Work to complete: Copy the lines below word for word, but leave out the pictures.

Records shown:

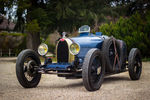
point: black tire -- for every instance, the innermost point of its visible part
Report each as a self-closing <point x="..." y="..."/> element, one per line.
<point x="93" y="70"/>
<point x="123" y="53"/>
<point x="22" y="70"/>
<point x="135" y="64"/>
<point x="109" y="55"/>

Correct answer:
point: black tire -- for every instance, the innermost point of its visible part
Report each as a self-closing <point x="..." y="..."/> element, one per line.
<point x="93" y="70"/>
<point x="123" y="53"/>
<point x="22" y="70"/>
<point x="135" y="64"/>
<point x="109" y="55"/>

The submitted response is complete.